| Problem details |
Write out exactly the lines below that run from the line containing "of the monster" through the last line of the records.

| Task material |
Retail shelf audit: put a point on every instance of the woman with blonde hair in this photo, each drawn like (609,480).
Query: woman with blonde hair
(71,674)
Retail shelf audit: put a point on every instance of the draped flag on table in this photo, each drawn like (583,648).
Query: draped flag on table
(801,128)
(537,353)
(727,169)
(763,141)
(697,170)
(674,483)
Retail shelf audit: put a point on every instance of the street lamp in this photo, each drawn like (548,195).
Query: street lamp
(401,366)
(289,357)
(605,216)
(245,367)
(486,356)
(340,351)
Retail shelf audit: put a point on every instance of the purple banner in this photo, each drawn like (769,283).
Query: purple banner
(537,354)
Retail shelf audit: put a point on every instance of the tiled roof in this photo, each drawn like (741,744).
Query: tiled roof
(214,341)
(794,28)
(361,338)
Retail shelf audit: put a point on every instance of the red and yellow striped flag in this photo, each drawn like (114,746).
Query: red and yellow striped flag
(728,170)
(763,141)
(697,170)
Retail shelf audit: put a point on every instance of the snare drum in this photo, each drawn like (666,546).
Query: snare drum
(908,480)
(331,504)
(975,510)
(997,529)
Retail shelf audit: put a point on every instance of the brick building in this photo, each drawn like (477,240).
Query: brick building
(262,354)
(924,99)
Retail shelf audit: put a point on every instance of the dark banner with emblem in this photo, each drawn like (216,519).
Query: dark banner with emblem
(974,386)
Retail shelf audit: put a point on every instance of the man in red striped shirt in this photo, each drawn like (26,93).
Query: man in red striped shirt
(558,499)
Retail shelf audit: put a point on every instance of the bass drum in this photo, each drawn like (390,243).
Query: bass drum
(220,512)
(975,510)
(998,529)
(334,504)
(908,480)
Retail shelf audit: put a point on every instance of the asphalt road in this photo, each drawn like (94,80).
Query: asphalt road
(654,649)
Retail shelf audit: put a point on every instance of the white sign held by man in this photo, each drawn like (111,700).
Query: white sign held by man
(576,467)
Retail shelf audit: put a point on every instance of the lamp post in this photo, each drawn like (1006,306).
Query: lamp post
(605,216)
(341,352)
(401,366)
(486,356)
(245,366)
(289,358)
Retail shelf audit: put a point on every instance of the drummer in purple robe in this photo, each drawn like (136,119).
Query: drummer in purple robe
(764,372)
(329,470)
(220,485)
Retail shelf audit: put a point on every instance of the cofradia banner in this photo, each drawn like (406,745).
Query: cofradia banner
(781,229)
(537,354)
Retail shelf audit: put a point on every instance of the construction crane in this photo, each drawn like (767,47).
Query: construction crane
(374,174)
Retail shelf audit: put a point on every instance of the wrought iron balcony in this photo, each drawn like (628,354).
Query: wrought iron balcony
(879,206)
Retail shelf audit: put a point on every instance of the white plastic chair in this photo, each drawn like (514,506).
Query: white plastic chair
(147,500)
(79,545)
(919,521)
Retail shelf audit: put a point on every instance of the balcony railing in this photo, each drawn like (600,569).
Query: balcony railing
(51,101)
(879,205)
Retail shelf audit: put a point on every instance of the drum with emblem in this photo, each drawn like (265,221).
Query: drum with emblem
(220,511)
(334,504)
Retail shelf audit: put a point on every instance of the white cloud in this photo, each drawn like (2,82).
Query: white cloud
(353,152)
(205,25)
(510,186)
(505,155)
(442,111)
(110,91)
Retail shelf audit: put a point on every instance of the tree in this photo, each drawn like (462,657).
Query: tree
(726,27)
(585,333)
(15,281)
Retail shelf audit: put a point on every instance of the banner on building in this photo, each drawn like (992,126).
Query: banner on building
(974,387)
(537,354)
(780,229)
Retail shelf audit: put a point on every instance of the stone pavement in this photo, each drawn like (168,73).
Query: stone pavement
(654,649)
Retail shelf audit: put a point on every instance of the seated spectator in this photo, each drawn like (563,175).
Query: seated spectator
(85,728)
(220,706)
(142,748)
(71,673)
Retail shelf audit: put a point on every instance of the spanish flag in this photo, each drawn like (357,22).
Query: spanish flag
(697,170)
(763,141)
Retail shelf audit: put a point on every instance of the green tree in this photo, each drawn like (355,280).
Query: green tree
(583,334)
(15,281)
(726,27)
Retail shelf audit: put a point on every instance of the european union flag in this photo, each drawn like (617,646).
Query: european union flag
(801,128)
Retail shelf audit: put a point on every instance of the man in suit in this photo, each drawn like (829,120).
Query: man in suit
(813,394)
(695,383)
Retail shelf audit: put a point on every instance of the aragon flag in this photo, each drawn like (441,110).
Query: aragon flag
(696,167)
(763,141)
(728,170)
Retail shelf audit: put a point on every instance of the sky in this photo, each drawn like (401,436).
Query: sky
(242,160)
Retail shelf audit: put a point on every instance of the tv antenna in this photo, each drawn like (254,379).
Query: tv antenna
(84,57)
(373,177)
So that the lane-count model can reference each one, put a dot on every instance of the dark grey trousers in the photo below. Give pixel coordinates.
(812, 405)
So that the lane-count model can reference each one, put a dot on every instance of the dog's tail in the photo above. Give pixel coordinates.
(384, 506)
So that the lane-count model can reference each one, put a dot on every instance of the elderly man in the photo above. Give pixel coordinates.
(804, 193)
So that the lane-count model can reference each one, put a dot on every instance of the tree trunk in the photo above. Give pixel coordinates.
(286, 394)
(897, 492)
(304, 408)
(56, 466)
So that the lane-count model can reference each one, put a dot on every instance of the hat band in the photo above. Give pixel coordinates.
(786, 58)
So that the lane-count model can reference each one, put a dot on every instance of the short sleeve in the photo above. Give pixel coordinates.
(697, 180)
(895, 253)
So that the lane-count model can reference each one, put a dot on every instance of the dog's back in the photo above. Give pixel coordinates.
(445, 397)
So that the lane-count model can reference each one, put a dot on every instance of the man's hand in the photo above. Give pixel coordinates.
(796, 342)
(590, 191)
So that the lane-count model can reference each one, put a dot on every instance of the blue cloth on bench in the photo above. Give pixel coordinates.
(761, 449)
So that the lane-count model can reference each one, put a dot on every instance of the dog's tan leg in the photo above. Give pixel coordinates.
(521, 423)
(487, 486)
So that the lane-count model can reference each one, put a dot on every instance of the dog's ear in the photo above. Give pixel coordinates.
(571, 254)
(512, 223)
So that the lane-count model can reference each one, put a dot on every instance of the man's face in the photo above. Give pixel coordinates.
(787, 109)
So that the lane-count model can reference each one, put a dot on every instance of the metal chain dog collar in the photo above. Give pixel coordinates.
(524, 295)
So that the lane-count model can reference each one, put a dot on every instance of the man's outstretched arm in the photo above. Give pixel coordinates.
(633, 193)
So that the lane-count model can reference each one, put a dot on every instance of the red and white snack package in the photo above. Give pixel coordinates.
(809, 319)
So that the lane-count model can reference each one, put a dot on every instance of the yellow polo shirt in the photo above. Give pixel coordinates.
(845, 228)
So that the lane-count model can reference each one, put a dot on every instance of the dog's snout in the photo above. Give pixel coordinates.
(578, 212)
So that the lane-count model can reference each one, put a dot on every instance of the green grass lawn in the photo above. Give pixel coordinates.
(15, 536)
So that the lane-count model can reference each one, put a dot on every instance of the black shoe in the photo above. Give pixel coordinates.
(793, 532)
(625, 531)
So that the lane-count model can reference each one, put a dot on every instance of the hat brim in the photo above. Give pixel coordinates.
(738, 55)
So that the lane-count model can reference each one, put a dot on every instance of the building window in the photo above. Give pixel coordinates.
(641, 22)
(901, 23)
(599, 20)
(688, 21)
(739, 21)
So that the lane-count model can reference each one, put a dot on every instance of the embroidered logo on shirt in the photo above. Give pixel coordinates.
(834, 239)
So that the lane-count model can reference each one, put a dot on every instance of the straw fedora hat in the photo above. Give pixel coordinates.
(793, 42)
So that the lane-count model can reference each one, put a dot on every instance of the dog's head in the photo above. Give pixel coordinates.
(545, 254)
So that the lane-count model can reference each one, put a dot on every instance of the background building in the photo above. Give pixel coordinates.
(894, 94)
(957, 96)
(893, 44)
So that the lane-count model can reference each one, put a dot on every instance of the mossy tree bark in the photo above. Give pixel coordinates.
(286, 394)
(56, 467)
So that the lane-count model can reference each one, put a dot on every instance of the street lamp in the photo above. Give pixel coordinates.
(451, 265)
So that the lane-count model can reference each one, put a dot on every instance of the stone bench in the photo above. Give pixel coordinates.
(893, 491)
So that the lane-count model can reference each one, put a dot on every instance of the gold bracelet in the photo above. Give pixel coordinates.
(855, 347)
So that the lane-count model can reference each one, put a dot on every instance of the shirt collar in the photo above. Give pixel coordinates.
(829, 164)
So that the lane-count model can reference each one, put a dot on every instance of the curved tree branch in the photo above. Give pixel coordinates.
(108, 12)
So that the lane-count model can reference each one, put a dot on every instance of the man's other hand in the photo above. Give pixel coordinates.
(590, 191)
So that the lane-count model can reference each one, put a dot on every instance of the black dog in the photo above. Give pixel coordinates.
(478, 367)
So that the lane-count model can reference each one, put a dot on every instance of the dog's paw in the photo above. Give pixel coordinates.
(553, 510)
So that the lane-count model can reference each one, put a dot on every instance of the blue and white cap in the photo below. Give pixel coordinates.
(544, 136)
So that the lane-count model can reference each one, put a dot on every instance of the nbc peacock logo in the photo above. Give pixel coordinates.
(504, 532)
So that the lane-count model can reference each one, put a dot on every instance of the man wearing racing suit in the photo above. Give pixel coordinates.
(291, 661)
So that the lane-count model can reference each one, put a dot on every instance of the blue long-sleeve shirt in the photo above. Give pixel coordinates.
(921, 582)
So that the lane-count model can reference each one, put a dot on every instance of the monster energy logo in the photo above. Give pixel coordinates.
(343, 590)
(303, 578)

| Final answer |
So that the lane-count model can reference each one, put a dot on every instance of the monster energy logo in the photo above. Give pixel coordinates.
(343, 590)
(303, 578)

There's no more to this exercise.